§ **Data entries**
____________________

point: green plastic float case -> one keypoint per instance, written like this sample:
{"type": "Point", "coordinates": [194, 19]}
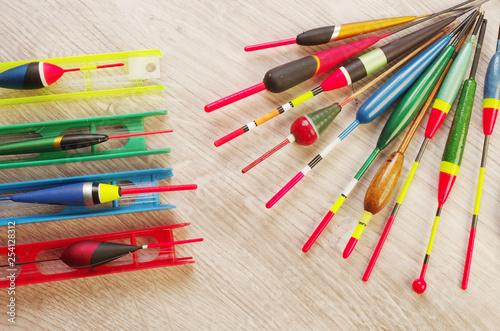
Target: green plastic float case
{"type": "Point", "coordinates": [135, 146]}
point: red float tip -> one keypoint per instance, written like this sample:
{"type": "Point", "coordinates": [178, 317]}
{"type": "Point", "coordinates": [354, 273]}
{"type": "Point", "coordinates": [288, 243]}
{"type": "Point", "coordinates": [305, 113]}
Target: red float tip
{"type": "Point", "coordinates": [154, 189]}
{"type": "Point", "coordinates": [229, 137]}
{"type": "Point", "coordinates": [419, 285]}
{"type": "Point", "coordinates": [235, 97]}
{"type": "Point", "coordinates": [318, 231]}
{"type": "Point", "coordinates": [270, 44]}
{"type": "Point", "coordinates": [349, 247]}
{"type": "Point", "coordinates": [468, 258]}
{"type": "Point", "coordinates": [266, 155]}
{"type": "Point", "coordinates": [138, 134]}
{"type": "Point", "coordinates": [180, 242]}
{"type": "Point", "coordinates": [284, 190]}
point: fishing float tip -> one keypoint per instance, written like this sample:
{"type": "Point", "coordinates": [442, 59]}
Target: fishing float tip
{"type": "Point", "coordinates": [419, 285]}
{"type": "Point", "coordinates": [88, 254]}
{"type": "Point", "coordinates": [36, 75]}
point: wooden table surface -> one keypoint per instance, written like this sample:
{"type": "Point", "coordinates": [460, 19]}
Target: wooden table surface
{"type": "Point", "coordinates": [250, 272]}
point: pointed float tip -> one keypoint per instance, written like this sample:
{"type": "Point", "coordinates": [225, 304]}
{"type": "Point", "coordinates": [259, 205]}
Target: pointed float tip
{"type": "Point", "coordinates": [349, 247]}
{"type": "Point", "coordinates": [229, 137]}
{"type": "Point", "coordinates": [419, 285]}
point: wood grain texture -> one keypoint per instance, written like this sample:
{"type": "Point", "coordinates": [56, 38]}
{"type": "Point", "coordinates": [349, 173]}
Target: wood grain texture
{"type": "Point", "coordinates": [250, 272]}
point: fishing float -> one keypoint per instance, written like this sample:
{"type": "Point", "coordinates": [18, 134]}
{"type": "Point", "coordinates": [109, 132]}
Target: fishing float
{"type": "Point", "coordinates": [36, 75]}
{"type": "Point", "coordinates": [326, 34]}
{"type": "Point", "coordinates": [307, 129]}
{"type": "Point", "coordinates": [290, 74]}
{"type": "Point", "coordinates": [374, 105]}
{"type": "Point", "coordinates": [384, 182]}
{"type": "Point", "coordinates": [446, 95]}
{"type": "Point", "coordinates": [393, 165]}
{"type": "Point", "coordinates": [453, 152]}
{"type": "Point", "coordinates": [29, 265]}
{"type": "Point", "coordinates": [491, 104]}
{"type": "Point", "coordinates": [353, 71]}
{"type": "Point", "coordinates": [397, 122]}
{"type": "Point", "coordinates": [65, 142]}
{"type": "Point", "coordinates": [89, 254]}
{"type": "Point", "coordinates": [88, 193]}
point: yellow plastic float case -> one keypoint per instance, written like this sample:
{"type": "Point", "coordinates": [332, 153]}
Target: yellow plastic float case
{"type": "Point", "coordinates": [139, 74]}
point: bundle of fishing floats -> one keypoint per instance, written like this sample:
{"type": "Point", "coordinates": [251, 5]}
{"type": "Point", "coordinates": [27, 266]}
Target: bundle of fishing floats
{"type": "Point", "coordinates": [431, 67]}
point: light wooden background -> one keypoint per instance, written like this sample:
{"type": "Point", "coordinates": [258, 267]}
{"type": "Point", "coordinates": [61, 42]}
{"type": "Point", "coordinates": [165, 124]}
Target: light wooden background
{"type": "Point", "coordinates": [250, 272]}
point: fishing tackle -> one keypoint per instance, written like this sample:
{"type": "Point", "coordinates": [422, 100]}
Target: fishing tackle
{"type": "Point", "coordinates": [87, 193]}
{"type": "Point", "coordinates": [89, 254]}
{"type": "Point", "coordinates": [92, 255]}
{"type": "Point", "coordinates": [137, 72]}
{"type": "Point", "coordinates": [30, 213]}
{"type": "Point", "coordinates": [65, 142]}
{"type": "Point", "coordinates": [306, 130]}
{"type": "Point", "coordinates": [399, 119]}
{"type": "Point", "coordinates": [383, 184]}
{"type": "Point", "coordinates": [391, 169]}
{"type": "Point", "coordinates": [352, 72]}
{"type": "Point", "coordinates": [331, 33]}
{"type": "Point", "coordinates": [290, 74]}
{"type": "Point", "coordinates": [448, 91]}
{"type": "Point", "coordinates": [491, 104]}
{"type": "Point", "coordinates": [35, 75]}
{"type": "Point", "coordinates": [453, 152]}
{"type": "Point", "coordinates": [136, 145]}
{"type": "Point", "coordinates": [374, 106]}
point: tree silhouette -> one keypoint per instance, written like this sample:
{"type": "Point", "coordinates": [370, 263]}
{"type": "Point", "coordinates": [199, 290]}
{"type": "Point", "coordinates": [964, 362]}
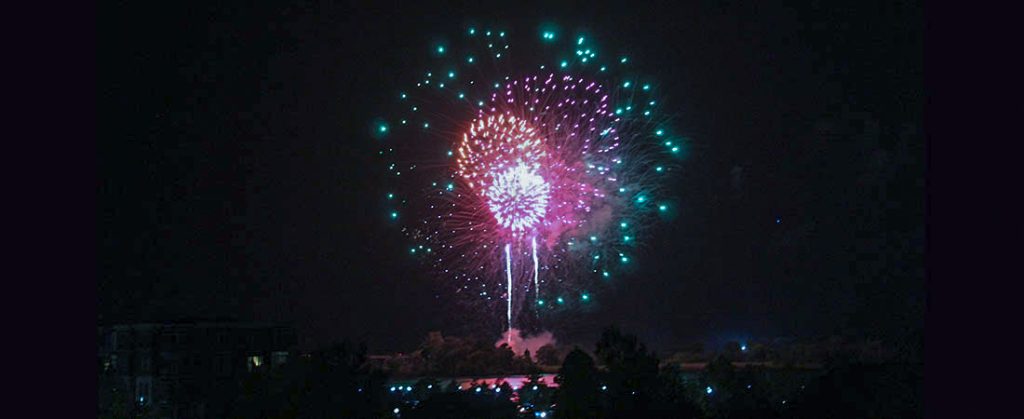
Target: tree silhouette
{"type": "Point", "coordinates": [579, 392]}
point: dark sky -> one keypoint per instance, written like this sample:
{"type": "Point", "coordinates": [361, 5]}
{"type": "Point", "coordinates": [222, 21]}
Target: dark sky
{"type": "Point", "coordinates": [236, 173]}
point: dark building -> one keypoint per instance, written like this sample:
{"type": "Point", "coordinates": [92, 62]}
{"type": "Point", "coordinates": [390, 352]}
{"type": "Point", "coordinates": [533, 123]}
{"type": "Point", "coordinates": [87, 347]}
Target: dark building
{"type": "Point", "coordinates": [185, 369]}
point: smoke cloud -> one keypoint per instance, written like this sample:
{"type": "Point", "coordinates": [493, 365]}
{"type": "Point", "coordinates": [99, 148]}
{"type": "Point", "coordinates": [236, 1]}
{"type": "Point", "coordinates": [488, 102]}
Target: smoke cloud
{"type": "Point", "coordinates": [519, 343]}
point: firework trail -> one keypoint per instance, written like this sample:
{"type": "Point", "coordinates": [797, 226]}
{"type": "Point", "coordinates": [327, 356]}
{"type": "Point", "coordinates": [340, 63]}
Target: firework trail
{"type": "Point", "coordinates": [528, 165]}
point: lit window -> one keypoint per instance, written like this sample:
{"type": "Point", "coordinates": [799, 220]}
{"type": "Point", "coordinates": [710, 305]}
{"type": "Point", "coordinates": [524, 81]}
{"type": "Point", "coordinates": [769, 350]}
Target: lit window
{"type": "Point", "coordinates": [255, 362]}
{"type": "Point", "coordinates": [280, 359]}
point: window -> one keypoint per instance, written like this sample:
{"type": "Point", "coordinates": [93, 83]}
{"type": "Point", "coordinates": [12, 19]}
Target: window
{"type": "Point", "coordinates": [254, 362]}
{"type": "Point", "coordinates": [279, 359]}
{"type": "Point", "coordinates": [142, 390]}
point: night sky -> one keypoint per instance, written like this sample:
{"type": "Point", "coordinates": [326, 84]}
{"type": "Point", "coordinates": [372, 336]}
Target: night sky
{"type": "Point", "coordinates": [237, 177]}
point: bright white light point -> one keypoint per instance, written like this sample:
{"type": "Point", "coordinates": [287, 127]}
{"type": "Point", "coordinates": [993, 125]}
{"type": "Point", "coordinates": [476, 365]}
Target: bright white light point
{"type": "Point", "coordinates": [518, 198]}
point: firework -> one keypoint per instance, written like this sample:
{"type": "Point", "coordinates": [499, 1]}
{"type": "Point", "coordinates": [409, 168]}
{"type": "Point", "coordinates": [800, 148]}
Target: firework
{"type": "Point", "coordinates": [519, 174]}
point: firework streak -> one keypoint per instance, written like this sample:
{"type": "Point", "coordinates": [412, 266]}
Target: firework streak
{"type": "Point", "coordinates": [530, 176]}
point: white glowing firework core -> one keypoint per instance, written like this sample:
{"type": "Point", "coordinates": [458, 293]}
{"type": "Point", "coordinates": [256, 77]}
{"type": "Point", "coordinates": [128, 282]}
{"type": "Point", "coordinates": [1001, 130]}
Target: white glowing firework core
{"type": "Point", "coordinates": [518, 198]}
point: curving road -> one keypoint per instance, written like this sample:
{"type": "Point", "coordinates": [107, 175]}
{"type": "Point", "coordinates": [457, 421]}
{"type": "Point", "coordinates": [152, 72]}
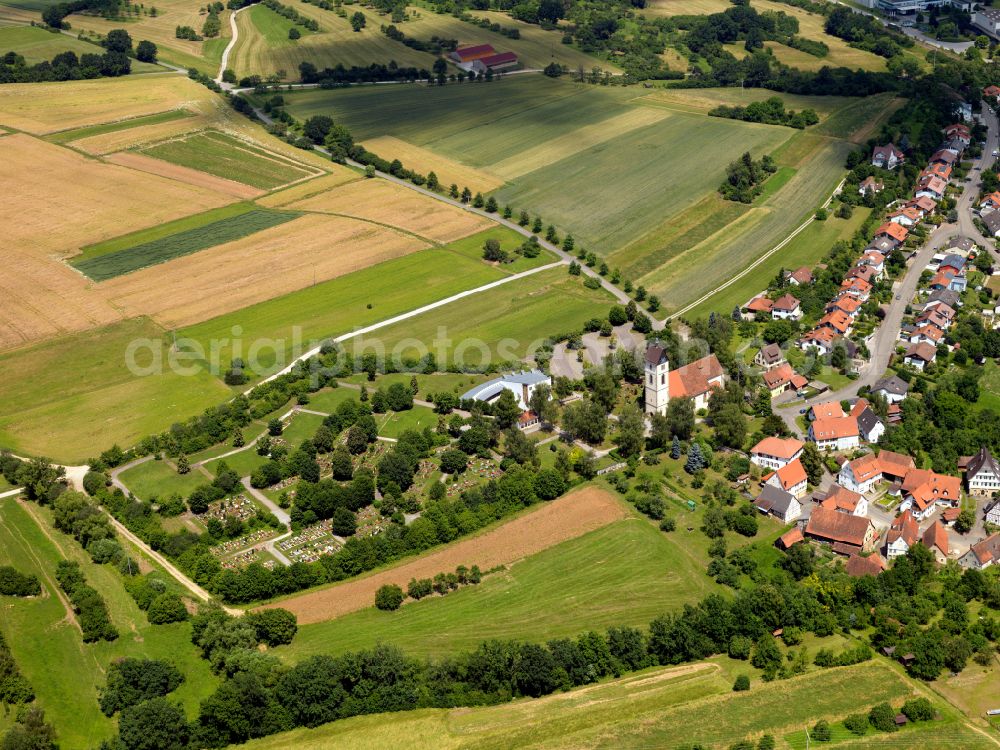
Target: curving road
{"type": "Point", "coordinates": [884, 341]}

____________________

§ **Required work**
Copy out verbatim every line of the entries from the line containing "point: bright white" up to and including the final line, leaving out the pictures.

§ **Solution to this problem**
point: bright white light point -> one keypoint per instance, written like this sample:
{"type": "Point", "coordinates": [287, 127]}
{"type": "Point", "coordinates": [993, 125]}
{"type": "Point", "coordinates": [476, 365]}
Target: bright white light point
{"type": "Point", "coordinates": [518, 198]}
point: firework -> one keypoint per instance, written like this sample:
{"type": "Point", "coordinates": [499, 1]}
{"type": "Point", "coordinates": [409, 168]}
{"type": "Point", "coordinates": [800, 148]}
Target: firework
{"type": "Point", "coordinates": [519, 174]}
point: firework streak -> one keypoint per instance, written like this sample:
{"type": "Point", "coordinates": [412, 266]}
Target: firework streak
{"type": "Point", "coordinates": [530, 176]}
point: white glowing firework core -> one keypoint per instance, written like this sample:
{"type": "Point", "coordinates": [458, 293]}
{"type": "Point", "coordinates": [256, 77]}
{"type": "Point", "coordinates": [128, 282]}
{"type": "Point", "coordinates": [1001, 130]}
Target: white glowing firework core
{"type": "Point", "coordinates": [518, 198]}
point: curving road -> one keypoint per instance, written like this sample:
{"type": "Point", "coordinates": [107, 175]}
{"type": "Point", "coordinates": [457, 421]}
{"type": "Point", "coordinates": [152, 72]}
Target: curving road
{"type": "Point", "coordinates": [884, 341]}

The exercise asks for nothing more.